**WRITTEN INSTRUCTION**
Please copy the following material line for line, changing nothing.
═══ AVAILABLE RECORDS ═══
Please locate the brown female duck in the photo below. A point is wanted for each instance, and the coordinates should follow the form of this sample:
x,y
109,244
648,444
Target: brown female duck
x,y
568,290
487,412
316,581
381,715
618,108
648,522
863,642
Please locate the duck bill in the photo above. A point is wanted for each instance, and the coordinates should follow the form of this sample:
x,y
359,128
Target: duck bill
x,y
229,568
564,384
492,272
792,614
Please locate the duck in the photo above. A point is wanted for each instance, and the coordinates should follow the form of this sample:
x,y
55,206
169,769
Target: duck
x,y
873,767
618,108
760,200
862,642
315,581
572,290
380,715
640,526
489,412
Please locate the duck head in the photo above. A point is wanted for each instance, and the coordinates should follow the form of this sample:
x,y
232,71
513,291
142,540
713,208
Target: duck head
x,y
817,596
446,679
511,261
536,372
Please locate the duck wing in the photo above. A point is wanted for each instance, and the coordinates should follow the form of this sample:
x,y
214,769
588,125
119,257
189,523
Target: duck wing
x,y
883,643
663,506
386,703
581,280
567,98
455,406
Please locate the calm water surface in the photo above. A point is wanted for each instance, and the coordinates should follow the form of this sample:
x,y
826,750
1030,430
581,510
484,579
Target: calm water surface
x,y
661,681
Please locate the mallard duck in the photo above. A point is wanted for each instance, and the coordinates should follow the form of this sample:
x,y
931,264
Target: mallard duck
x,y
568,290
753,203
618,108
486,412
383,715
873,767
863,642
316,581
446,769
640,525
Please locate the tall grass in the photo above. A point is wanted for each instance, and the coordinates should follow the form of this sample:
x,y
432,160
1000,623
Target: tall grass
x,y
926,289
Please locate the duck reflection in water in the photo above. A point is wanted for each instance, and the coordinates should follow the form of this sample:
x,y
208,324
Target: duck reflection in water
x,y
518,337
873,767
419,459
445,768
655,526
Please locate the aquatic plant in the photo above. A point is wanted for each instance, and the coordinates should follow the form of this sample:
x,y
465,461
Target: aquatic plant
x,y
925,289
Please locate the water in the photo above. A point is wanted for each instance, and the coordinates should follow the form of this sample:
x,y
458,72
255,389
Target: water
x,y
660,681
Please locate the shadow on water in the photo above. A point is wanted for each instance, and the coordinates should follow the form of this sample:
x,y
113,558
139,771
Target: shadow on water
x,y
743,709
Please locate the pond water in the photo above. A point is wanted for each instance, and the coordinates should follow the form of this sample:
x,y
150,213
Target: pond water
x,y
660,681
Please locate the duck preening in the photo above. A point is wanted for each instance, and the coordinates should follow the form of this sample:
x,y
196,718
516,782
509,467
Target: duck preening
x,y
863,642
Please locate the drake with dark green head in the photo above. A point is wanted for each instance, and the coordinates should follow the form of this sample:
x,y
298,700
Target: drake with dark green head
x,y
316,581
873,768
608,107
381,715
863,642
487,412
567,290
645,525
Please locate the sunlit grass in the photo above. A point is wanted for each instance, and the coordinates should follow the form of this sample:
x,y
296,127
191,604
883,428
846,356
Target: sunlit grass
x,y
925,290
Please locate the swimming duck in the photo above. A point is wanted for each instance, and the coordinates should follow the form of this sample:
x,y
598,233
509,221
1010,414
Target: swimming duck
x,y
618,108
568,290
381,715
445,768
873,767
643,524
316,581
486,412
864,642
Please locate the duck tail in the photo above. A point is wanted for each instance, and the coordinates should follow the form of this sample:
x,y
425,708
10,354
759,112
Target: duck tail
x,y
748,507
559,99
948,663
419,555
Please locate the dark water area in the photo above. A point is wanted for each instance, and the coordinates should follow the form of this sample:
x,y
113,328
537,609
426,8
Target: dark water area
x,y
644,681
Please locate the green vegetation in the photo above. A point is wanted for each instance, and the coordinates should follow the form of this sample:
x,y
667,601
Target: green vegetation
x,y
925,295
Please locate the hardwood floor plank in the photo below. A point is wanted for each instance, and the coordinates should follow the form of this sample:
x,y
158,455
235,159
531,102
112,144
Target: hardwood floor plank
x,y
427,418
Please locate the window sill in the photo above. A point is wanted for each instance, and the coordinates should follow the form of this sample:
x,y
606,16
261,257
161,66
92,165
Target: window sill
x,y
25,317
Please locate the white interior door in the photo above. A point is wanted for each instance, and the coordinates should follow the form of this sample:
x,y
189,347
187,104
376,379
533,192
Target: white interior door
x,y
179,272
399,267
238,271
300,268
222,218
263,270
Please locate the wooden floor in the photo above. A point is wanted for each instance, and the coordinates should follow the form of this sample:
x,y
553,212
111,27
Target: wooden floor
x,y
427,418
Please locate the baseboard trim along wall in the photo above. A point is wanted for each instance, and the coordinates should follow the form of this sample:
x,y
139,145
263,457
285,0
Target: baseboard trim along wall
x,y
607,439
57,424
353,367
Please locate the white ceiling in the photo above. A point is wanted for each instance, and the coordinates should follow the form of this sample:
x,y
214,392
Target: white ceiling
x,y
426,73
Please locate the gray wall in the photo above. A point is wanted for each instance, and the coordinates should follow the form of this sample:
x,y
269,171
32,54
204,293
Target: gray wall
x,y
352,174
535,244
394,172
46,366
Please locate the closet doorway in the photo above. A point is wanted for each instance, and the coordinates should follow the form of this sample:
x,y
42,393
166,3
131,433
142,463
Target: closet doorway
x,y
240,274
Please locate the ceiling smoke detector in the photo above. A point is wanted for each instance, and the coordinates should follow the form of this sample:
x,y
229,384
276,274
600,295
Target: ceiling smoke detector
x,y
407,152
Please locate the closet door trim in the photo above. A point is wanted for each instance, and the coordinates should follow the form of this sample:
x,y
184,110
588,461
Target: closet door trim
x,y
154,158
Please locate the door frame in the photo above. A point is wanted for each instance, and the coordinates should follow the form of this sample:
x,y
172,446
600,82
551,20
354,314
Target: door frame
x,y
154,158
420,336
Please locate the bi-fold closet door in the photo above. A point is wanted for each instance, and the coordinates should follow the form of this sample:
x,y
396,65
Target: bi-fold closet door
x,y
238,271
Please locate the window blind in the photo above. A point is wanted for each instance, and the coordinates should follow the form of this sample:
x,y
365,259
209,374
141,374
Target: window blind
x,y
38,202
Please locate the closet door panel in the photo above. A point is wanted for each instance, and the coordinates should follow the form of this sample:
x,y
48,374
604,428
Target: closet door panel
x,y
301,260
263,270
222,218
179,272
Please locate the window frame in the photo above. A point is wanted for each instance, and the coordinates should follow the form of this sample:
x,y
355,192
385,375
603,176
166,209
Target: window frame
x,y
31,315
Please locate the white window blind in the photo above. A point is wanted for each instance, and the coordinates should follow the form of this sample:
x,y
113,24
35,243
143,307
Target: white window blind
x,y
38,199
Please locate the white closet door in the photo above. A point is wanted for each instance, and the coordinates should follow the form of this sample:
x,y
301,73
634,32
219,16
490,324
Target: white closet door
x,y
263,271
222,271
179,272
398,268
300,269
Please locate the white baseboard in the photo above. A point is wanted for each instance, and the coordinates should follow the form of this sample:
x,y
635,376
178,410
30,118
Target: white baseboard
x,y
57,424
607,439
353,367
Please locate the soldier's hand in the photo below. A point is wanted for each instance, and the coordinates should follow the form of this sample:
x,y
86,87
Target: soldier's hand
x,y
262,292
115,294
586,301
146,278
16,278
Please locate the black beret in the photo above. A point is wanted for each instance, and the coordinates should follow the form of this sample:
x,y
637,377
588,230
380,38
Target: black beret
═══
**EXERCISE ANSWER**
Please locate the brown female duck in the photo below. A point is wanted for each instance, and the coordinates should follow the form of this sample:
x,y
109,244
648,444
Target: brown female duck
x,y
568,290
487,412
316,581
381,715
618,108
648,522
863,642
Please locate the duck bill in the photo above. A point is wanted for each instance, and the coordinates should follow the form of this sample:
x,y
359,128
Target: duck bill
x,y
229,568
564,384
492,272
792,614
Please locate the duck in the photo above. A point is wanted for each instance, and the coordinates should follow the form of this sample:
x,y
55,206
169,769
Target: duck
x,y
873,767
618,108
760,200
862,642
315,581
572,290
380,715
640,526
489,412
Please locate the duck head in the photo above. A point is wanted for each instance, and the coordinates should follow the form of this sample:
x,y
232,71
513,291
142,540
713,208
Target: duck head
x,y
817,596
446,679
511,261
536,372
Please locate the duck wing in the photo above. A point is wanted for each instance, and the coordinates should follow the form of this sample:
x,y
214,769
588,125
119,257
189,523
Target: duck wing
x,y
883,643
663,506
386,703
581,280
567,98
455,406
Please locate the calm water surface in the photo above. A point is wanted for each instance, and the coordinates should follow the form of this sample:
x,y
826,750
1030,430
581,510
484,579
Target: calm water surface
x,y
661,681
Please locate the mallard duck in the photo above. A point is wanted for each instance, and the coordinates should follow the form of this sample:
x,y
931,264
Target: mallard duck
x,y
568,290
753,203
618,108
486,412
383,715
873,767
863,642
316,581
446,769
640,525
Please locate the tall grass in the photo above. A point is wanted for each instance, and the coordinates should follow the form of this sample:
x,y
432,160
1000,623
Target: tall grass
x,y
926,289
Please locate the duck reflection in water in the photo above. A point is wanted for each instance, and the coordinates should follow the form of this sample:
x,y
208,324
Target: duck reflection in water
x,y
518,337
873,767
419,459
445,768
655,526
Please locate the aquatic plant in the photo above. A point is wanted for each instance, and the coordinates should follow the form of this sample:
x,y
465,461
Target: aquatic plant
x,y
925,289
Please locate the water in the photo above. A point is wanted for each instance, and the coordinates should follow the form of this sample:
x,y
458,72
255,389
Target: water
x,y
660,681
Please locate the shadow on water in the photo above. A point is wanted for each instance, and the coordinates should follow the form of this sample:
x,y
113,558
139,771
Target: shadow on water
x,y
743,709
Please locate the pond water in the photo above. A point is wanted for each instance, and the coordinates should follow the form of this sample:
x,y
150,213
Target: pond water
x,y
660,681
Please locate the duck preening in the photo above. A point is wanted for each instance, and the coordinates should follow the form of this sample:
x,y
196,718
516,782
509,467
Target: duck preening
x,y
863,642
Please locate the drake with dark green head in the photo above. A point is wanted for each instance, and the coordinates should follow the form of this sample:
x,y
298,700
Target: drake with dark green head
x,y
316,581
873,768
608,107
381,715
863,642
487,412
567,290
645,525
Please locate the sunlit grass in the photo above. A point is wanted for each instance, and the coordinates should follow the form of this sample:
x,y
296,127
191,604
883,428
846,356
Target: sunlit grass
x,y
925,290
Please locate the swimming duck in the photo above. A point is wanted for each instance, and the coordinates should follow the form of this sample:
x,y
598,233
509,221
1010,414
Target: swimming duck
x,y
618,108
568,290
381,715
445,768
873,767
643,524
316,581
486,412
864,642
Please locate the duck tail in the photo above. A point is wanted for each instance, and the coordinates should follow the form of this sample:
x,y
425,708
10,354
759,112
Target: duck tail
x,y
748,507
559,99
948,663
419,555
Please locate the dark water area in the photo above. A point is wanted for each instance, and the coordinates should follow the form of this sample:
x,y
113,328
537,609
426,8
Target: dark water area
x,y
644,681
Please locate the green vegetation in the photo above. A point is wanted for each instance, and the coordinates should follow the form of this sample:
x,y
667,601
Target: green vegetation
x,y
925,295
Please locate the hardwood floor plank in the photo below. A point is wanted for each instance, and the coordinates should follow the form of this sample:
x,y
158,455
235,159
531,102
112,144
Target: hardwood floor plank
x,y
427,418
Please locate the window sill in the photo above. A point is wanted for each instance, and the coordinates should follow the form of this sample:
x,y
606,16
261,257
161,66
92,165
Target: window sill
x,y
25,317
Please locate the white interior door in the photo above. A point is wanted for each instance, and the coordinates should follow the form of this sample:
x,y
189,347
187,104
376,379
533,192
Target: white interior door
x,y
179,272
399,267
238,271
300,268
222,218
263,270
Please locate the wooden floor in the photo above. A point is wanted for each instance, and the coordinates should follow the form of this sample:
x,y
553,212
111,27
Target: wooden floor
x,y
427,418
Please locate the baseboard trim along wall in the photo above. A point is wanted for each instance, and the coordinates should follow the form of this sample:
x,y
139,145
263,457
285,0
Target: baseboard trim along wall
x,y
607,439
57,424
353,367
Please locate the white ceiling in the photo above. A point is wanted for each instance, and the coordinates should follow the form of this sample:
x,y
214,392
Target: white ceiling
x,y
426,73
Please locate the gray wall in the photo above. A point is wanted for each instance, and the coordinates should follow the form of this sample:
x,y
269,171
32,54
204,293
Target: gray wall
x,y
352,174
535,244
394,172
46,366
Please locate the closet doorway in the photo above. A point is wanted for each instance, and the coordinates should follow the form of this sample:
x,y
42,393
166,3
131,433
142,463
Target: closet doorway
x,y
240,274
Please locate the ceiling smoke detector in the photo above. A point is wanted for each instance, and the coordinates should follow the form of this sample:
x,y
229,384
276,274
600,295
Target: ceiling smoke detector
x,y
407,152
Please locate the closet door trim in the photo above. A point is wanted for each instance, and the coordinates should follow the form of this sample:
x,y
184,110
588,461
Target: closet door trim
x,y
154,158
Please locate the door frame in the photo above. A point is wanted for each instance, and the coordinates should follow the form of this sample:
x,y
172,446
600,82
551,20
354,314
Target: door frame
x,y
154,158
420,336
Please locate the bi-fold closet door in the photo above. A point is wanted for each instance, and the coordinates should follow the form of this sample:
x,y
396,65
Target: bi-fold closet door
x,y
238,271
Please locate the window blind in the photo above. A point is wanted for each instance, and the coordinates should follow the form of this sample:
x,y
365,259
209,374
141,374
Target: window blind
x,y
38,202
Please locate the closet door panel in the photo above. A point is wanted for each instance, and the coordinates should follow the form of this sample:
x,y
48,374
604,428
Target: closet door panel
x,y
301,260
263,270
222,218
179,272
Please locate the window frame in the photo above. A point is wanted for each instance, and the coordinates should follow the form of this sample:
x,y
355,192
385,375
603,176
166,209
Target: window frame
x,y
31,315
Please locate the white window blind in the photo above. A point is wanted for each instance, and the coordinates should follow the form of this sample:
x,y
113,24
35,243
143,307
Target: white window blind
x,y
38,199
Please locate the white closet door in the photo above. A point is wanted for each instance, and the coordinates should follow the form of this sample:
x,y
301,73
634,32
219,16
490,324
Target: white closet door
x,y
263,271
222,271
179,272
398,268
300,269
Please locate the white baseboard in the photo above. A point is wanted for each instance, and the coordinates should follow the form of this sample:
x,y
635,376
178,410
30,118
Target: white baseboard
x,y
57,424
607,439
353,367
Please locate the soldier's hand in the photo below. A point is wanted for each instance, and the coordinates should follow the form of this sample:
x,y
86,87
Target: soldier's hand
x,y
262,292
115,294
586,301
146,278
16,278
Please locate the black beret in the photo above. A point is wanted for each instance, and the coordinates should follow the form of this sample:
x,y
637,377
588,230
380,38
Target: black beret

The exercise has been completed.